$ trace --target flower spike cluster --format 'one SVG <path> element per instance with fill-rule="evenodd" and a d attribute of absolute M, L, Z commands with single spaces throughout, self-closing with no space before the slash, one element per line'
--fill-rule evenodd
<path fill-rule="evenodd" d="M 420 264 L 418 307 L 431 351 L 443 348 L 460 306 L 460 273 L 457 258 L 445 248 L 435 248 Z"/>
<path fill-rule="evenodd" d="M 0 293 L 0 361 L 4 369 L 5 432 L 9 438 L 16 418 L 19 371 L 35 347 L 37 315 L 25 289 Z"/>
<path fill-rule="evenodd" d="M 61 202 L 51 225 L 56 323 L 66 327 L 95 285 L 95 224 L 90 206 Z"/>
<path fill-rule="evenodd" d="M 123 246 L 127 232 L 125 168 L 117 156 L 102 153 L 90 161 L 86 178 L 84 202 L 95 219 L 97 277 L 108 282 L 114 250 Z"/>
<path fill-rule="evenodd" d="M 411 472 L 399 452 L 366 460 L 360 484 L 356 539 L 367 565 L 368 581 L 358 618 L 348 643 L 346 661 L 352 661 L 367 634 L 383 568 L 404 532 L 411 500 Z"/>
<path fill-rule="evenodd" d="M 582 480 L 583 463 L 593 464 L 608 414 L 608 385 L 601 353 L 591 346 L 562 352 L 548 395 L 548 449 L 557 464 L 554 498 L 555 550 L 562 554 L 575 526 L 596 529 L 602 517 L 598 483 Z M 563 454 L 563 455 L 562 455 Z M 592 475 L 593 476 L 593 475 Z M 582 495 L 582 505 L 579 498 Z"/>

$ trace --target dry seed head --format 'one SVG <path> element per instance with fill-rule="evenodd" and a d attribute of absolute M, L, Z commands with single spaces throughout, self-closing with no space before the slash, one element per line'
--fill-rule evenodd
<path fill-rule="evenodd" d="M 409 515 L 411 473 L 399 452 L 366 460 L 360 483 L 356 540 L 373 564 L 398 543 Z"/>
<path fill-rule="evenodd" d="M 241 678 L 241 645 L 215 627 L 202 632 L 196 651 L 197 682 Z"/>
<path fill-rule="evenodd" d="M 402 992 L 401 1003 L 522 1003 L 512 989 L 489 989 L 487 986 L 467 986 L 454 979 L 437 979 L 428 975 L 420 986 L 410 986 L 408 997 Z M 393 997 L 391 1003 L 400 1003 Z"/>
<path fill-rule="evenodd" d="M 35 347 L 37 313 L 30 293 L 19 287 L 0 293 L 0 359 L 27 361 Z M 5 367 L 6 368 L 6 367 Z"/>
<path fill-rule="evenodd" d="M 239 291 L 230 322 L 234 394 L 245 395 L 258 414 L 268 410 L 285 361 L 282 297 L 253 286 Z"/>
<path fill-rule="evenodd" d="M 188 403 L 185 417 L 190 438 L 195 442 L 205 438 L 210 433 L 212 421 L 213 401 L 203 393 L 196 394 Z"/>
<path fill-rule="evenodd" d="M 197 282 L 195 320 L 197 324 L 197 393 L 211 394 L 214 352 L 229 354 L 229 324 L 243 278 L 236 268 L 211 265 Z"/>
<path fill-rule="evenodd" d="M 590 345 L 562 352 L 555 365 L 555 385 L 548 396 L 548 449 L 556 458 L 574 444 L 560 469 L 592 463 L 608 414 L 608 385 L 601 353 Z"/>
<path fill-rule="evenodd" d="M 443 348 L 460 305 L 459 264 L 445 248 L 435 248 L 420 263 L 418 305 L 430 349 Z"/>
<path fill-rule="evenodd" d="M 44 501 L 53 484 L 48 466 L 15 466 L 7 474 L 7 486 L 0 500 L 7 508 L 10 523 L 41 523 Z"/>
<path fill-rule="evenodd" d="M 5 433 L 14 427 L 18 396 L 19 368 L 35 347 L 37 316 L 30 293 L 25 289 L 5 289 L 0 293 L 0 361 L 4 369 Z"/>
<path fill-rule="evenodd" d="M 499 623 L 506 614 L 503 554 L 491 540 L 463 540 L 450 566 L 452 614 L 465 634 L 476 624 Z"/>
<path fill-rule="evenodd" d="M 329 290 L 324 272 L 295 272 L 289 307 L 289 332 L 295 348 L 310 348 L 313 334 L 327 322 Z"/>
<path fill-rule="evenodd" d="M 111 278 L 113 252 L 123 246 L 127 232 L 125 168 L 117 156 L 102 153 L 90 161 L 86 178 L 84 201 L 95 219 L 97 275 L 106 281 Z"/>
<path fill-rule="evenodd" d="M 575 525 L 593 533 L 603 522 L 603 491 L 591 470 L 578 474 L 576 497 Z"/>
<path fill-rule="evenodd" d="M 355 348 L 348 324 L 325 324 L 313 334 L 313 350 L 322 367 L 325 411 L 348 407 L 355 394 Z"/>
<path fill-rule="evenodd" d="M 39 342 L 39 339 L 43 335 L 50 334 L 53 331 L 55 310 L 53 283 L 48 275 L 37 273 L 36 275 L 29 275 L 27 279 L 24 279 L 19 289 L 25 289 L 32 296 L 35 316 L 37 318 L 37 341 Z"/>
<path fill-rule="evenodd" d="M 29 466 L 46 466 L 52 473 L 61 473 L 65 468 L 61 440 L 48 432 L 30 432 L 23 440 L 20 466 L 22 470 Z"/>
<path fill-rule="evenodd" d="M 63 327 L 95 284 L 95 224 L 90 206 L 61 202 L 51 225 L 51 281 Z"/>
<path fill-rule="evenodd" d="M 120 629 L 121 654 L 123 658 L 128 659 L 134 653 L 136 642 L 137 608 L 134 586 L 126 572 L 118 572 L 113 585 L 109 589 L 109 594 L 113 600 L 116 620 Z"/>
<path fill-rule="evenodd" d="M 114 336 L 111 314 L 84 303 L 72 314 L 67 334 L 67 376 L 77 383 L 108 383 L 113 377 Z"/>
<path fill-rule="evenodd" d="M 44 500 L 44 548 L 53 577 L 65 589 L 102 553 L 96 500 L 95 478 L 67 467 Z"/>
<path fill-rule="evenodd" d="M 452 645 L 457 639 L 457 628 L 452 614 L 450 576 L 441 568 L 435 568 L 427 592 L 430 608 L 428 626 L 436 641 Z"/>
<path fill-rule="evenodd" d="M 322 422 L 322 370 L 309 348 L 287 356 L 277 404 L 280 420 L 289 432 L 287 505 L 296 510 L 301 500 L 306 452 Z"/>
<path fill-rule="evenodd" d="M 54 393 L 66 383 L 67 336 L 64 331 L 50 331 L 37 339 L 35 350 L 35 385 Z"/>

## Task goal
Reproduce the records verbatim, from their first line through the line that contains "420 264 L 418", both included.

## Completed exercise
$ trace --target flower spike cluster --format 'one SVG <path> element per instance with fill-rule="evenodd" and a d attribute of absolute M, L, Z commands with single spaces throughout, self-closing with no space before the slash, one element per line'
--fill-rule evenodd
<path fill-rule="evenodd" d="M 420 264 L 418 307 L 431 351 L 443 348 L 460 306 L 460 273 L 457 258 L 445 248 L 435 248 Z"/>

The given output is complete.